§ **ЗАДАНИЯ**:
A: Соответствуют ли тексту о кумулятивном развитии следующие утверждения? (i) Механизм кумуляции господствовал в древнерусской культуре вплоть до XVII в. (ii) Кумулятивным процессам в культуре свойственны упорядоченность и планомерность. (iii) Дивергенция направлена так же, как кумуляция. На каждое ответьте «да» или «нет» и приведите решающие слова текста точной цитатой.
B: Продолжите текст о кумулятивном развитии, начав сразу после его последнего предложения.

**** ИСХОДНЫЙ ТЕКСТ

Кумулятивное развитие

 

Механизм кумуляции (от лат. cumulatio — скопление) являлся господствующим в древнерусской культуре почти на всем протяжении ее существования — с доисторических времен до XVII в. Кумулятивное развитие культуры, по-видимому, широко распространенное на начальных этапах истории большинства культур мира (особенно различных типологических вариантов первобытной культуры), характеризуется неупорядоченностью, спонтанностью, случайностью составляющих его процессов и образуется в результате простого присоединения структурно самостоятельных единиц. Эта простота и стихийность кумулятивных процессов в культуре придают кумуляции черты универсальности как первичной формы организации хаоса. Так, в древнерусской культуре это — смешение природного и социального, традиций язычества и христианства, кочевничества и оседлости, скифо-сарматского, хазарского, варяжского, византийского, половецкого, южнославянского, монгольского, финноугорского, а позднее и западного (польского, немецкого и т. п.) влияний на исходный восточнославянский субстрат. Целое древнерусской культуры постепенно “слепляется” из совершенно разнородных компонентов, подобно “снежному кому”, — однако этот процесс, аккумулирующий культуру по принципу соборности, родовой общины, возведенной в ранг культурного эталона, стихиен и внеисторичен; он способен продолжаться бесконечно — до тех пор, пока мера сложности целого не превысит возможности накопления и сохранения единства культуры, т. е. интегративные возможности самого механизма кумуляции (в этом отношении довольно вялого и аморфного), после чего начинается неудержимый распад социокультурной целостности на всех уровнях ее самоорганизации и семантики, и кумуляция как механизм самоорганизации культуры сменяется дивергенцией, регулятивным механизмом, столь же тотальным и универсальным, но противоположным по своей направленности и смыслу.

********
**** ПРЕДОСТАВЛЕННЫЕ ДАННЫЕ

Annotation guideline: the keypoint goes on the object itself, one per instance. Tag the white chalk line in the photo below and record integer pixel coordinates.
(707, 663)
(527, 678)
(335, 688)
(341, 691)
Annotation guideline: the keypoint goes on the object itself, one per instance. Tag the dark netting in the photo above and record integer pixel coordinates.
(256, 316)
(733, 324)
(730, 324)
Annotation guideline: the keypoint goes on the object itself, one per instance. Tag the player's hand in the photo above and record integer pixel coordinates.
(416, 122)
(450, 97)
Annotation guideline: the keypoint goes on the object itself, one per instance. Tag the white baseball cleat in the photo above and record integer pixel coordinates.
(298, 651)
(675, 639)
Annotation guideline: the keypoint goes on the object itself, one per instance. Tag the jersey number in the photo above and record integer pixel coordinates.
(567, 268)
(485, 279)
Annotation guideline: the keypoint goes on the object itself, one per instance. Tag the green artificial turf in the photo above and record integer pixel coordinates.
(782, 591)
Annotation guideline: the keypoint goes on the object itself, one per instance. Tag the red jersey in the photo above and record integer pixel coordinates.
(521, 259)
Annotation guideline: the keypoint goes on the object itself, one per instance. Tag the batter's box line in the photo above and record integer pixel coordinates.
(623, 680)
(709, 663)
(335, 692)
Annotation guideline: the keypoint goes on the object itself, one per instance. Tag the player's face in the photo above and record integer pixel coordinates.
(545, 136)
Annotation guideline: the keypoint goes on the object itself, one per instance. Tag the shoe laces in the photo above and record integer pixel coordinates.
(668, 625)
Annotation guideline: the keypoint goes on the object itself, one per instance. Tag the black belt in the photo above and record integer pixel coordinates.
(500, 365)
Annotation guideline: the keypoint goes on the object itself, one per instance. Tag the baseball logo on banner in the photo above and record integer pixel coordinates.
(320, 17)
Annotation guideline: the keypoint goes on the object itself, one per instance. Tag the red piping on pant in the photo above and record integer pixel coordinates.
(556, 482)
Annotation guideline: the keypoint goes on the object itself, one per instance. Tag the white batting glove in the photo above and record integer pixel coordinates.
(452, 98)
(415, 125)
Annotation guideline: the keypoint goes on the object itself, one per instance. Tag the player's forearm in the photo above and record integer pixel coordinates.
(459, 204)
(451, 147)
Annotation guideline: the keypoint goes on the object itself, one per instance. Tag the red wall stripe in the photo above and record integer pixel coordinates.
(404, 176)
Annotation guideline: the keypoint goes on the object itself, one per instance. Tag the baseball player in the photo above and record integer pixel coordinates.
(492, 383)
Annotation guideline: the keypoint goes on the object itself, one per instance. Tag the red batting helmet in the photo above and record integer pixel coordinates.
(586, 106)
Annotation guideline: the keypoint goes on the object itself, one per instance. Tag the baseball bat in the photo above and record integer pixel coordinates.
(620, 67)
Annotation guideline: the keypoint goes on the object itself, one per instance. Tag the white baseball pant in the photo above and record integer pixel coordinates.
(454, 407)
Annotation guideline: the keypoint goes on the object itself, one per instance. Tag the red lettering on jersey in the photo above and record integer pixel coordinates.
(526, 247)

********

§ **ОТВЕТЫ ПО ЗАДАНИЯМ**:
A:
(i) Да: «являлся господствующим в древнерусской культуре почти на всем протяжении ее существования — с доисторических времен до XVII в.»
(ii) Нет: «характеризуется неупорядоченностью, спонтанностью, случайностью составляющих его процессов»
(iii) Нет: «противоположным по своей направленности и смыслу»

B:
Ни христианизация Руси, ни ее монголизация, ни государственная раздробленность Русской земли в период удельного размежевания, ни процесс “собирания русских земель” московскими князьями не изменили характера древнерусской культуры и не содействовали формированию на основе кумуляции какого-либо иного регулятивного механизма (вроде, к примеру, агона в античной культуре, религиозной селекции, характерной для ветхозаветной истории Израиля, или схоластического универсализма, сложившегося в готический период западноевропейского средневековья). Кумуляция, соответствовавшая первобытному синкретизму, была одинаково успешной и в доисторический (языческий) период Древней Руси, и в период монголо-татарского ига (когда оседлая и кочевая культуры особенно интенсивно ассимилировались), и в эпоху т. н. “русского средневековья” (по существу, национального варианта восточной деспотии), хотя каждый из названных исторических периодов мог бы, по идее, потребовать особого конфигуратора. Однако глубоко укорененный традиционализм древнерусской культуры не допускал смены регулятивного механизма иначе как в условиях цивилизационной катастрофы, в результате спонтанного культурного взрыва. С возникновением культурного плюрализма (включая плюрализм религиозный, политический, нравственный, эстетический и др.) механизм кумуляции, аналогичный " силовому полю", уже не смог выполнять прежних регулятивных функций по удержанию культурного целого, само существование которого оказалось невозможным в ситуации нарастающего раскола древнерусской культуры и самого ее носителя — древнерусского общества. Отсюда — неконтролируемое распространение ересей, бунтов, самозванств, народных брожений, религиозного Раскола — т. е. всяческой “смуты”.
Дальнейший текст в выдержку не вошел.